_Provided data_:
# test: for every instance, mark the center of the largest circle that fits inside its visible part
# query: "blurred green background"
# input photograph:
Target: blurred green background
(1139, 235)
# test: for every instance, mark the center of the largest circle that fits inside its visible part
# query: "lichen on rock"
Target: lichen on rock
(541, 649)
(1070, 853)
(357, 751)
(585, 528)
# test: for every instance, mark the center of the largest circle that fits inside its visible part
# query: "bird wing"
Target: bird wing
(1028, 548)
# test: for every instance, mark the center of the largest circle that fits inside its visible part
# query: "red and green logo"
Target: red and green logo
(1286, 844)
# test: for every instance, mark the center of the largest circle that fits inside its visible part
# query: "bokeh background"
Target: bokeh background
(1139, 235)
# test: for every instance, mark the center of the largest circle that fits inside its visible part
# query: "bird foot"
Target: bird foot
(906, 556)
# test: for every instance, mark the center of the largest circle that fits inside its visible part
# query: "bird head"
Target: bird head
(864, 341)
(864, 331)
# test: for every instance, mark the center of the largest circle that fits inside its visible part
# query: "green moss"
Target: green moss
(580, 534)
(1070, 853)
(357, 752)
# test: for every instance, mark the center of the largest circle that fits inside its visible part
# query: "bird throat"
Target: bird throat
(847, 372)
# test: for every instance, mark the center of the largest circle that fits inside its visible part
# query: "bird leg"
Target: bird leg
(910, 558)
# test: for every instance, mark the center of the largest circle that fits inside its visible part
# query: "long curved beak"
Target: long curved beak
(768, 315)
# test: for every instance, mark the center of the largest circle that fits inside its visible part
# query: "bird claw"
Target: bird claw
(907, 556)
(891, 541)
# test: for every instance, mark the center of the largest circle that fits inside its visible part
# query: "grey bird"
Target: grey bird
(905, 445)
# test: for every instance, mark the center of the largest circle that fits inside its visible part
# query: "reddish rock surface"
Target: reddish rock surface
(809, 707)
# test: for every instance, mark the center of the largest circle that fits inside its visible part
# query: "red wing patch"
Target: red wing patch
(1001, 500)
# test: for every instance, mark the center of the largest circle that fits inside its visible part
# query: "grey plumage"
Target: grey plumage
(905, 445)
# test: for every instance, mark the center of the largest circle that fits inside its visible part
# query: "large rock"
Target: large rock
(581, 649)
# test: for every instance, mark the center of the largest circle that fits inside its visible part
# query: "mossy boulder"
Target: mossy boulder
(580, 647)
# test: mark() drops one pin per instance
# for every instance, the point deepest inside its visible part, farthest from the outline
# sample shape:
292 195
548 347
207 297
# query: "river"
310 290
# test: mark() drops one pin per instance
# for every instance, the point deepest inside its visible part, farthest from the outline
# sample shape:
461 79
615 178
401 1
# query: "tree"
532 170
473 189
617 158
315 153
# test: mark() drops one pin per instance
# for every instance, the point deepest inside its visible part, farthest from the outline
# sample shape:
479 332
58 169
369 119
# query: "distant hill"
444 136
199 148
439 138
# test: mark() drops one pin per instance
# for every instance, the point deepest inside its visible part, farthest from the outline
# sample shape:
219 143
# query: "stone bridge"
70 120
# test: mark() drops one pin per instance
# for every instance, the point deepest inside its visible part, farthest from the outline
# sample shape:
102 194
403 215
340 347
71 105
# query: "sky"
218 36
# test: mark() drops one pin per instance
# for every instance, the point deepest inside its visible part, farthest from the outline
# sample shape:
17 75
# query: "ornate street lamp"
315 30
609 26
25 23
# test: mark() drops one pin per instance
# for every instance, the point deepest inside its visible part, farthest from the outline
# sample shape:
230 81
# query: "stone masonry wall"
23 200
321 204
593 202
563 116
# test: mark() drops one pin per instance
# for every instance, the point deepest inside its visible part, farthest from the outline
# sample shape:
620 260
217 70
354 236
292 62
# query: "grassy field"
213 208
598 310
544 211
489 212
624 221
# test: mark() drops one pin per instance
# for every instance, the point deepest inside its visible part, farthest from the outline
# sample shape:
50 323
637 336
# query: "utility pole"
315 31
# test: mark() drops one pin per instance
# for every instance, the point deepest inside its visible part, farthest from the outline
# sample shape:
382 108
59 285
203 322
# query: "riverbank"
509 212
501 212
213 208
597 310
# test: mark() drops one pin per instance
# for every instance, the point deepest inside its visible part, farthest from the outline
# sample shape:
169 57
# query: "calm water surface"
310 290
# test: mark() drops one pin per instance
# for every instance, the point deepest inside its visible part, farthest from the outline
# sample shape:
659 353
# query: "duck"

_Action item_: Give back the material above in full, exactly as it reads.

_Response to the exercise_:
# test: for every instance, mark the center of the largest circle that fits inside its visible part
# query: "blurred green background"
# input photograph:
Target: blurred green background
(1139, 235)
# test: for every instance, mark the center of the largest circle that fits inside its visible part
# query: "lichen on rock"
Target: lichen on rock
(541, 649)
(1070, 853)
(357, 751)
(585, 528)
# test: for every instance, mark the center of the largest circle that fits inside its visible part
# query: "bird wing"
Target: bird wing
(1028, 548)
# test: for every instance, mark the center of the largest circle that fits inside its visible part
# query: "red and green logo"
Target: red and green logo
(1286, 844)
# test: for every instance, mark the center of the largest circle that fits inside its visible part
# query: "bokeh background"
Target: bokeh background
(1139, 235)
# test: for every instance, mark the center of the largest circle that fits inside its visible part
# query: "bird foot"
Target: bird foot
(906, 556)
# test: for every instance, mark the center of the largest circle that fits inside its visible part
# query: "bird head"
Target: bird head
(864, 341)
(864, 331)
# test: for every instance, mark the center of the largest circle that fits inside its visible part
# query: "green moss"
Target: green moss
(580, 534)
(1070, 853)
(357, 752)
# test: for every instance, mark the center of the largest circle that fits inside its visible part
# query: "bird throat"
Target: bird throat
(847, 372)
# test: for every instance, mark the center of the largest circle that fits inside its visible part
# query: "bird leg"
Target: bird leg
(910, 558)
# test: for every instance, mark the center of the largest circle that fits inside its visible part
# query: "long curved beak"
Target: long curved beak
(768, 315)
# test: for every instance, mark the center of the largest circle that fits inside its visible part
# query: "bird claw"
Target: bird claw
(907, 556)
(891, 541)
# test: for every instance, mark the center of the largest circle that fits inside its visible part
# query: "grey bird"
Target: grey bird
(905, 445)
# test: for every instance, mark the center of the largest circle that fits inside its visible part
# query: "reddish rock surface"
Target: reddish rock surface
(809, 707)
# test: for every instance, mark the center of the largest circle that fits inside its visible part
# query: "red wing patch"
Target: red wing patch
(1001, 500)
# test: for every instance, mark the center of the largest circle that fits inside its visible part
# query: "grey plumage"
Target: grey plumage
(905, 445)
# test: for every instance, mark the center of the largest circle that fits inside its visible part
# query: "large rock"
Target: large rock
(581, 649)
# test: for every instance, mark the center of the largest circle that fits inside its visible part
# query: "mossy boulder"
Target: mossy boulder
(580, 647)
# test: mark() drops one pin per instance
# for every instance, the point deepest inside its visible part, farthest from the outline
# sample shape:
292 195
548 347
207 297
# query: "river"
310 290
# test: mark() drops one pin per instance
# for every instance, the point deepest inside its visible part, farthest from the outline
# sample shape:
461 79
615 178
401 1
# query: "tree"
532 170
473 189
617 158
315 153
# test: mark() drops one pin per instance
# for every instance, the point deepest inside its visible part, farthest from the outline
# sample shape:
479 332
58 169
369 119
# query: "distant hill"
444 136
199 148
439 138
# test: mark() drops one pin per instance
# for every instance, the point deepest inside its visible part, farthest from the outline
# sample shape:
219 143
# query: "stone bridge"
70 120
# test: mark() drops one pin per instance
# for every instance, the point deepest inside its visible part, farthest from the outline
# sample shape:
102 194
403 215
340 347
71 105
# query: "sky"
218 36
# test: mark() drops one pin per instance
# for every instance, the point deepest inside its visible part, farthest from the outline
# sample shape:
17 75
# query: "ornate street lamp"
315 30
609 26
25 23
# test: mark() drops one pin per instance
# for every instance, the point deepest inside its visible part, farthest from the outline
# sample shape:
230 81
# query: "stone masonry wall"
23 200
321 204
593 202
563 116
# test: mark() drops one pin per instance
# for every instance, the point deepest inside its visible part, farthest from the outline
# sample shape:
620 260
217 70
354 236
292 62
# query: "grassy field"
213 208
598 310
544 211
489 212
624 221
# test: mark() drops one pin per instance
# for every instance, the point deepest inside its visible part, farthest from the outline
# sample shape:
50 323
637 336
# query: "utility pole"
315 31
# test: mark() drops one pin per instance
# for every instance, the point deepest inside its visible part, farthest from the outline
# sample shape:
382 108
59 285
203 322
# query: "riverbank"
509 212
501 212
213 208
597 310
# test: mark() drops one pin per instance
# for every instance, the point deepest inside its visible part, farthest from the outline
# sample shape:
169 57
# query: "calm water surface"
310 290
# test: mark() drops one pin per instance
# for every instance, the point deepest inside its visible part, farthest from the outline
# sample shape:
659 353
# query: "duck"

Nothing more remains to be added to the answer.